* Directive 1
Name every forum user who is mentioned by username in the book discussion.

* Text
I have just finished reading it and am so truly, utterly and thoroughly fascinated by it that there are hardly any words for me left to describe how much this book has moved me in the past few days while I was reading it!
 
someday I'll read it... firstly I have to finish reading a book on.... semiconductors :p
 
I haven't read it, but I read a description of it just now and it looks very good. I think I will pick it up at the book store and read it before DC!
 
read it...but will have to disagree with you here. Was bored after the first few chapters. Maybe I missed some deeper meaning?
 
You may well have, treehuggerhikerboy, for that book is quite full of different layers, you only have to find them --- and the narrator, this autistic boy Christopher, he is unable to TELL you about the different layers, for he does not understand them because of his being autistic (his stage of autism is called Asperger's Syndrome, as far as I know). So not only helps this book a great deal to understand how the brain of people who are somewhere on the autism continuum may work, for the author takes us "into Christopher's brain" by letting him talk, but we also feel all the needs, problems and emotional challenges, and also shortcomings of "the normal" people, that surround this Christopher and are attached to him in one or the other way (his parents in the first place) --- but you have to really look for those aspects because Christopher himself is incapable of feeling them and therefore communicating them. I find that highly interesting!
 
I read it a while ago too and it's awesome. It's one of those books that really makes you think.
 
Meysha said:
I read it a while ago too and it's awesome. It's one of those books that really makes you think.

ohh hso it might be too deep for me... I like my semiconductors right now.. then I'm moving to digital techniques in electronics! :D yay
 
LaFoto said:
You may well have, treehuggerhikerboy, for that book is quite full of different layers, you only have to find them --- and the narrator, this autistic boy Christopher, he is unable to TELL you about the different layers, for he does not understand them because of his being autistic (his stage of autism is called Asperger's Syndrome, as far as I know). So not only helps this book a great deal to understand how the brain of people who are somewhere on the autism continuum may work, for the author takes us "into Christopher's brain" by letting him talk, but we also feel all the needs, problems and emotional challenges, and also shortcomings of "the normal" people, that surround this Christopher and are attached to him in one or the other way (his parents in the first place) --- but you have to really look for those aspects because Christopher himself is incapable of feeling them and therefore communicating them. I find that highly interesting!

* Directive 2
In the records, change "outline" to "boundary" everywhere from the line containing "the tie knot" down to the end of the records, and give those lines again with nothing else altered.

* Given records
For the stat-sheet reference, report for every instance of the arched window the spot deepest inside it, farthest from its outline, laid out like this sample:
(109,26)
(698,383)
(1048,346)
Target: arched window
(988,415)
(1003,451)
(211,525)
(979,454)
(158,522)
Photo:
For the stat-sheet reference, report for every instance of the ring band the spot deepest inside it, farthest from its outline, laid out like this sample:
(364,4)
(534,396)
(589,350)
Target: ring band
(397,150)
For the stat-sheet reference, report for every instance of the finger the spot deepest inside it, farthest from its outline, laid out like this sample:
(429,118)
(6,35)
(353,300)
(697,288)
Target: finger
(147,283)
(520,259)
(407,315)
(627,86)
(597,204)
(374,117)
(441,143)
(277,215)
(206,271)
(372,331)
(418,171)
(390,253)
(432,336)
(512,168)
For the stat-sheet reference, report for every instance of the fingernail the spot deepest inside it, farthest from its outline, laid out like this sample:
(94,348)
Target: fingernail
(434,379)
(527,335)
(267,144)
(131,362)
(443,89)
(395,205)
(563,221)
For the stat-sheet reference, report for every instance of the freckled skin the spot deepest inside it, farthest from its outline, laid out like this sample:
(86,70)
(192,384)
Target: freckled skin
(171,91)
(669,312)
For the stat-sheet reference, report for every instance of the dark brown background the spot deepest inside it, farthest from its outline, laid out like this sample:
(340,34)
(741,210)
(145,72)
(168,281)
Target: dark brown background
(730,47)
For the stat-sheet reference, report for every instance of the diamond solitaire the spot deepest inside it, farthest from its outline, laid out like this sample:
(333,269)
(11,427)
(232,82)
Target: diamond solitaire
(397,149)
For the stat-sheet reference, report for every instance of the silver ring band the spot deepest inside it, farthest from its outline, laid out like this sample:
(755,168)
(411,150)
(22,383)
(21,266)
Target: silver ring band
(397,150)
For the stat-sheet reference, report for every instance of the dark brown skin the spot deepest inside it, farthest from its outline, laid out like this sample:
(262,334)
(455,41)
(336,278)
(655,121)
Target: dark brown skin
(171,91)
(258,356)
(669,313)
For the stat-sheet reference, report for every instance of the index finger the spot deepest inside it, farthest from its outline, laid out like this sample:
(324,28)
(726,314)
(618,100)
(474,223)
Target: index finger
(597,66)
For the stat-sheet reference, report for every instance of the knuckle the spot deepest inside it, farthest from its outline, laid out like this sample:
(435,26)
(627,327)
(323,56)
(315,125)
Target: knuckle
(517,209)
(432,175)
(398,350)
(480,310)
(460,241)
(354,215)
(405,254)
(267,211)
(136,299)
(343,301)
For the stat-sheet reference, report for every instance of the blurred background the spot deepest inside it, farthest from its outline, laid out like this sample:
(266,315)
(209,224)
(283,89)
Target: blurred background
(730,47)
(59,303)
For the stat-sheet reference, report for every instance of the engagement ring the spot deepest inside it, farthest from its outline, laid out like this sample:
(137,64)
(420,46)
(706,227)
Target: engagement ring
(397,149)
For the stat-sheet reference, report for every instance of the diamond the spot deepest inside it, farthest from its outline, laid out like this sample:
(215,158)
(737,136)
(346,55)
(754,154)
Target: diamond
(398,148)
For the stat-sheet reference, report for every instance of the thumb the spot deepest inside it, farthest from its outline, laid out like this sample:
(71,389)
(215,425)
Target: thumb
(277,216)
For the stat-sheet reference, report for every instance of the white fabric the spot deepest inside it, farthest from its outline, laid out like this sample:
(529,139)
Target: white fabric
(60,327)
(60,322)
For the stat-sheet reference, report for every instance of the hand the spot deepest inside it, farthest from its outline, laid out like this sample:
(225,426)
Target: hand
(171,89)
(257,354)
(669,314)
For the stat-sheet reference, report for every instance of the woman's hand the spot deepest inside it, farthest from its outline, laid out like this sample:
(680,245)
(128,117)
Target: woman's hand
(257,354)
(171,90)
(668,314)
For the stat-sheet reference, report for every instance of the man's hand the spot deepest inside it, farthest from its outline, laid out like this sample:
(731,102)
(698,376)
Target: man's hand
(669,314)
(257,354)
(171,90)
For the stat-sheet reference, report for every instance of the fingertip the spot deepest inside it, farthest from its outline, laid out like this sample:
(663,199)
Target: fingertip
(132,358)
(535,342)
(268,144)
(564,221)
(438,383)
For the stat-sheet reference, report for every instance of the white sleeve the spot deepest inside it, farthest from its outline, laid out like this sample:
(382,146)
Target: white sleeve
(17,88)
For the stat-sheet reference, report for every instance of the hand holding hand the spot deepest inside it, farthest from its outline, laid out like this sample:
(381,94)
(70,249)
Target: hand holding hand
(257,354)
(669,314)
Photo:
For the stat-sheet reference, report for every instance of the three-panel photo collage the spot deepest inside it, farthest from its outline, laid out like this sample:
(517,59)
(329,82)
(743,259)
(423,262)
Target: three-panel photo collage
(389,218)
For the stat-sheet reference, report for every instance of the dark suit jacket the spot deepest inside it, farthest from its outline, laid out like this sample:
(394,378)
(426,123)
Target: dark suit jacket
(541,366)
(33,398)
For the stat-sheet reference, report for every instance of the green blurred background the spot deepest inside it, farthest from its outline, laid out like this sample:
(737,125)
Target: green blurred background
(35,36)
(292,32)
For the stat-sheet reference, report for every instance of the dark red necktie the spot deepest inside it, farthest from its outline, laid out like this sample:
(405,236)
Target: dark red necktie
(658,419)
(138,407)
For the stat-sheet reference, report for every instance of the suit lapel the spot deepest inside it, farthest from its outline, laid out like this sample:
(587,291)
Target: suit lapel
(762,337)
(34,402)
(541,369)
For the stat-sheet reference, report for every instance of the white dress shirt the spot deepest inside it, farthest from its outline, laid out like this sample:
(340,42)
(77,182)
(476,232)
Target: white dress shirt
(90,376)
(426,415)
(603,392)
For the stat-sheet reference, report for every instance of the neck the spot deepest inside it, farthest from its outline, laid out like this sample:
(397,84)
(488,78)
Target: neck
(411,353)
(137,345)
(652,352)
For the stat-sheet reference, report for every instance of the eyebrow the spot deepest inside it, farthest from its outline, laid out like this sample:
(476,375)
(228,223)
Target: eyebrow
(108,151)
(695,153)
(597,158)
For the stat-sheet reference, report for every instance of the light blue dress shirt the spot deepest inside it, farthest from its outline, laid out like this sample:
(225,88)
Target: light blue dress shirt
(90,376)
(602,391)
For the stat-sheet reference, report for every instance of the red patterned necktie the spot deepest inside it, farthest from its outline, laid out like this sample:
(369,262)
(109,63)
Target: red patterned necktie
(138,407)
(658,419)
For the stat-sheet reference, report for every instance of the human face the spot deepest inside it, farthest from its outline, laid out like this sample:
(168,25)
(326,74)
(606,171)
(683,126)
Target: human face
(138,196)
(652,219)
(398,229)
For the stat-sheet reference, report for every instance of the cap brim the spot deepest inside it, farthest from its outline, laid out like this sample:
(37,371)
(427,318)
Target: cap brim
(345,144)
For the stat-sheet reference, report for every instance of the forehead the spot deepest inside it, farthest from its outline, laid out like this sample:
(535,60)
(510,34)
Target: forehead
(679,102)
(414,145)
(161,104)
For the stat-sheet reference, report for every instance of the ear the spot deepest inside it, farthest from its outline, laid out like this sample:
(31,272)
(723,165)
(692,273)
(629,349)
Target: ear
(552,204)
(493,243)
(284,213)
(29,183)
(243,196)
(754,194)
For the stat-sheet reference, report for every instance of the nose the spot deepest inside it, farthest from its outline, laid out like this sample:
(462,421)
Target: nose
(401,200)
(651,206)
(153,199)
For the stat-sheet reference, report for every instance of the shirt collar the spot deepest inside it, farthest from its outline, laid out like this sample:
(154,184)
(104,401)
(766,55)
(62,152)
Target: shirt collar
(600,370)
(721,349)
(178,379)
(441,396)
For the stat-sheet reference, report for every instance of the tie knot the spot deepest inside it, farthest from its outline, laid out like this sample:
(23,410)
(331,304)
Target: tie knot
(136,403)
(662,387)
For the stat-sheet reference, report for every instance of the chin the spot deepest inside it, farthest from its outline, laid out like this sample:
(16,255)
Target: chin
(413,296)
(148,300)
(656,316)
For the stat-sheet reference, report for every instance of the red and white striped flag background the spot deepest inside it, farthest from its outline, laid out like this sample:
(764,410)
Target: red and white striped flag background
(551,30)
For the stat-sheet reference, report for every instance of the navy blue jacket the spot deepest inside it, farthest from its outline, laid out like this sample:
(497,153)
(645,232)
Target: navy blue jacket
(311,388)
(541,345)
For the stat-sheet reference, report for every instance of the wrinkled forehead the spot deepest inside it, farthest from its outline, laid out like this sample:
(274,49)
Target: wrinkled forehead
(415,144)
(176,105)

* Task solution 1
treehuggerhikerboy, Meysha, LaFoto

* Task solution 2
For the stat-sheet reference, report for every instance of the tie knot the spot deepest inside it, farthest from its boundary, laid out like this sample:
(23,410)
(331,304)
Target: tie knot
(136,403)
(662,387)
For the stat-sheet reference, report for every instance of the chin the spot deepest inside it, farthest from its boundary, laid out like this sample:
(16,255)
Target: chin
(413,296)
(148,300)
(656,316)
For the stat-sheet reference, report for every instance of the red and white striped flag background the spot deepest inside it, farthest from its boundary, laid out like this sample:
(764,410)
Target: red and white striped flag background
(551,30)
For the stat-sheet reference, report for every instance of the navy blue jacket the spot deepest inside it, farthest from its boundary, laid out like this sample:
(497,153)
(645,232)
Target: navy blue jacket
(311,388)
(541,345)
For the stat-sheet reference, report for every instance of the wrinkled forehead the spot deepest inside it, farthest from its boundary, laid out like this sample:
(274,49)
Target: wrinkled forehead
(415,144)
(176,105)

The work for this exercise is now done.